**Supplied passage:**
Lord Wedderburn of Charlton: I repeat my question to the Minister: which section?

Lord McIntosh of Haringey: I said that currently there is protection against detrimental treatment on a range of specific grounds, mainly set out in the 1996 Act. I do not have the facilities to go back to all legislation. On that matter I will have to write to the noble Lord, Lord Wedderburn.

Lord Wedderburn of Charlton: I appreciate that but I must protest that the Government come to this Committee and reject an amendment which is quite specific and which adds a normal remedy for workers who are victimised. The Minister says there are remedies already. When I ask him where they are, he does not tell me; he is not prepared for it. He does not come with a section, he does not come with an Act. I am not asking him to survey hundreds of years of legislation. He mentioned the 1996 Act; I assume he knew where to find it.

Lord McIntosh of Haringey: What I said was that currently there is protection against detrimental treatment on a range of specific grounds mainly set out in the 1996 Act, but not necessarily only in the 1996 Act. The noble Lord, Lord Wedderburn of Charlton, is entitled to an answer, but I cannot give him an answer off the cuff, and I have offered to write to him.

Lord Wedderburn of Charlton: It is not a question of giving an answer off the cuff; it is central to the argument. I must protest again. I am sorry. The Minister looks bored and fed up. I can well believe he is fed up because he has made a case which he cannot substantiate. If one says to workers "You have a remedy already", one must tell them, or at least their advisers, where it is. The Minister says it might be in some other Act. Which other Act? If it is in the 1996 Act, which section?

**Data segment:**
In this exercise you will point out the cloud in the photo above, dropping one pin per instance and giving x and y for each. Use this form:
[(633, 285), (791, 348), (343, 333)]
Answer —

**Written problem 1:** Set down, word for word, the stretch of the Lords debate from "Lord Wedderburn of Charlton: I appreciate" through "to find it.".
**Written problem 2:** Supply the next part of the Lords debate, starting right after its last sentence.

**Written answer 1:**
Lord Wedderburn of Charlton: I appreciate that but I must protest that the Government come to this Committee and reject an amendment which is quite specific and which adds a normal remedy for workers who are victimised. The Minister says there are remedies already. When I ask him where they are, he does not tell me; he is not prepared for it. He does not come with a section, he does not come with an Act. I am not asking him to survey hundreds of years of legislation. He mentioned the 1996 Act; I assume he knew where to find it.

**Written answer 2:**
Lord Razzall: May I dare to suggest that the Minister should reflect on what the noble Lord, Lord Wedderburn of Charlton, has said, perhaps before we get to Report stage, and provide us with the answer to the question the noble Lord has put and in the meantime the amendment should be withdrawn?

Lord McIntosh of Haringey: Before the amendment is withdrawn, I have undertaken to write to the noble Lord, Lord Wedderburn of Charlton, already. I will copy the letter to everyone else who has taken part in the Committee, and my letter will include a reflection on the matters that I am asked to reflect on.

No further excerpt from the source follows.